■ PROBLEM TO WORK ON
From the Urify project description below, reproduce word for word the passage between "Urify is heavily" and "order of ease.", inclusive.

■ EXTRACT PROVIDED
Dissect and filter URLs provided on stdin.
Project description
Urify 🫧
Gone are the days of tedious manual operations; Urify is here to dissect, streamline, and nearly whip up a sandwich for you.
Urify is heavily inspired by tomnomnom/unfurl.
🚀 Installation
This project can be installed on to your device via different mechanisms, these mechanisms are listed below in the order of ease.
-
PIP Installs Packages aka PIP Installation
pip install urify
-
Installation from source
First ensure Poetry is installed.
Then run the following command:
git clone https://github.com/synacktraa/urify.git \ && cd urify \ && poetry build \ && pip install urify \ && cd ..
-
Installation using Docker
docker pull urify
🛠 Commands:
Oh, you thought this was just a basic tool? Think again!
🔍 Basic URL Dissections:
keys
: Want to know what keys are in your query string? I got you!values
: Retrieve values from the query string. Yes, like treasure hunting but more nerdy.params
: Get those key=value pairs, one at a time, like peeling an onion.apex
: Get the apex domain. It's like climbing a mountain, but lazier.fqdn
: Retrieve the fully qualified domain name. Fancy words, right?json
: Encode your dissected URL into JSON. Because... JSON!
🎛 Advanced Filtering:
-
filter
: Refine your URLs using a myriad of component filters:-scheme
: Filter by request schemes. Yes, we're getting technical here.-sub
: Look for specific subdomains. It's like Where's Waldo but for domains.-domain
: Specify domains. Because we all have favorites.-tld
: Filter by top-level domains. It's all about the hierarchy.-ext
: Filter by file extensions. The grand finale of URLs.-port
: Specify ports. No, not the wine. The number.-apex
: Get URLs by apex domain. It's like VIP access.-fqdn
: Filter by fully qualified domain names. The whole shebang!-inverse
: Want to be rebellious? Use filters as a deny-list.-absolute
: Validate all filters. No half measures here!-dissect
: Once filtered, dissect the URL for a specific component. Pick and choose!
📖 Examples:
1. Basic URL Dissections:
$ urify -help
Dissect and filter URLs provided on stdin.
Usage: urify [-help] [mode] ...
Options:
-help show this help message
Modes:
keys Retrieve keys from the query string, one per line.
values Retrieve values from the query string, one per line.
params Key=value pairs from the query string (one per line)
path Retrieve the path (e.g., /users/me).
apex Retrieve the apex domain (e.g., github.com).
fqdn Retrieve the fully qualified domain name (e.g., api.github.com).
json JSON encode the dissected URL object.
filter Refine URLs using component filters.

■ MATERIAL PROVIDED

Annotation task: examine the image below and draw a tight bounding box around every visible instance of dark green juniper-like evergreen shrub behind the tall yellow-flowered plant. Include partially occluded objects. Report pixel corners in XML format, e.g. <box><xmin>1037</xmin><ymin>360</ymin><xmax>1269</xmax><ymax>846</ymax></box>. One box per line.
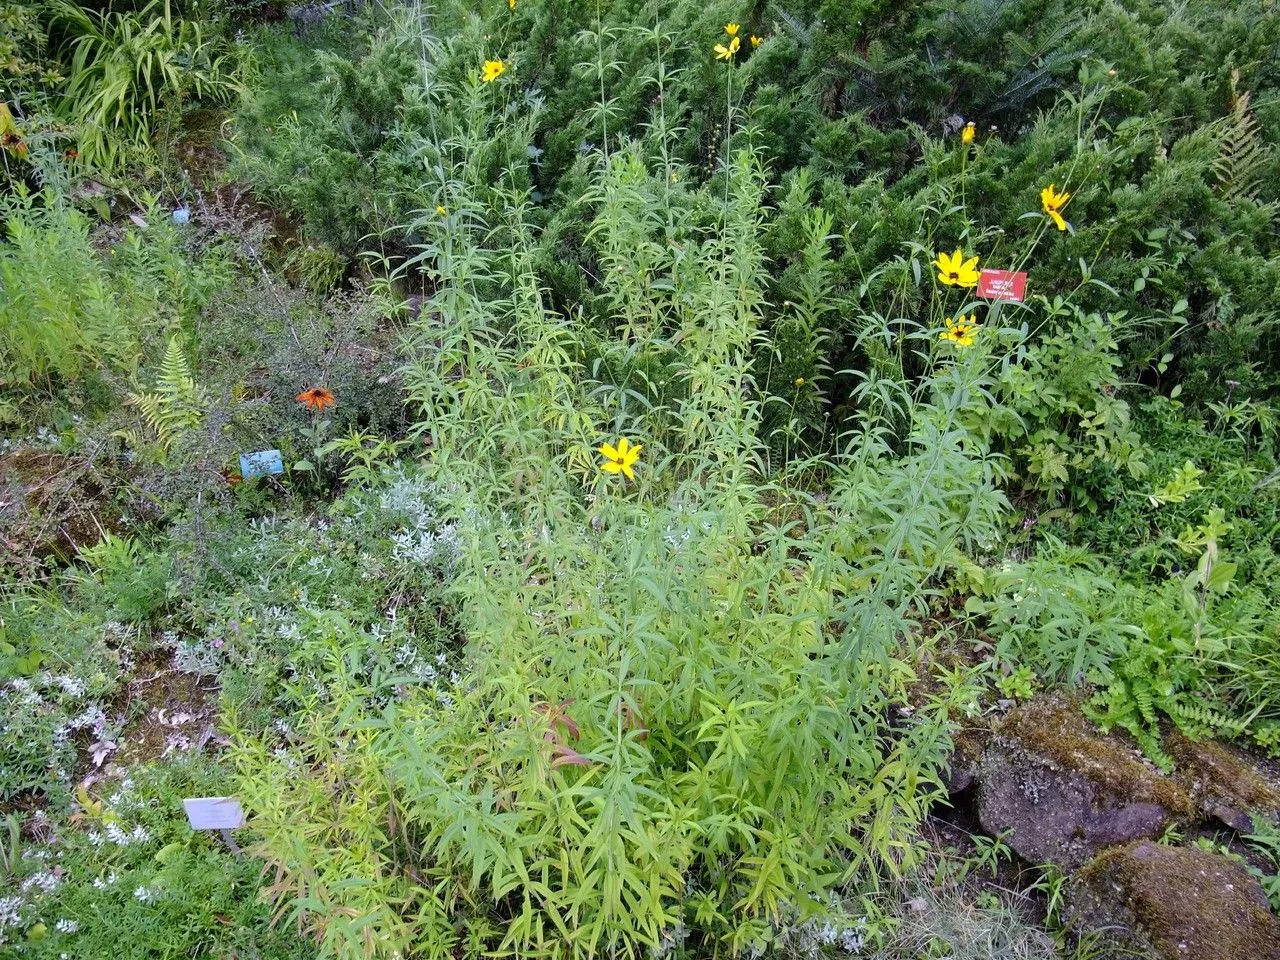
<box><xmin>237</xmin><ymin>0</ymin><xmax>1280</xmax><ymax>435</ymax></box>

■ RESPONSE FOR THIS EXERCISE
Urify is heavily inspired by tomnomnom/unfurl.
🚀 Installation
This project can be installed on to your device via different mechanisms, these mechanisms are listed below in the order of ease.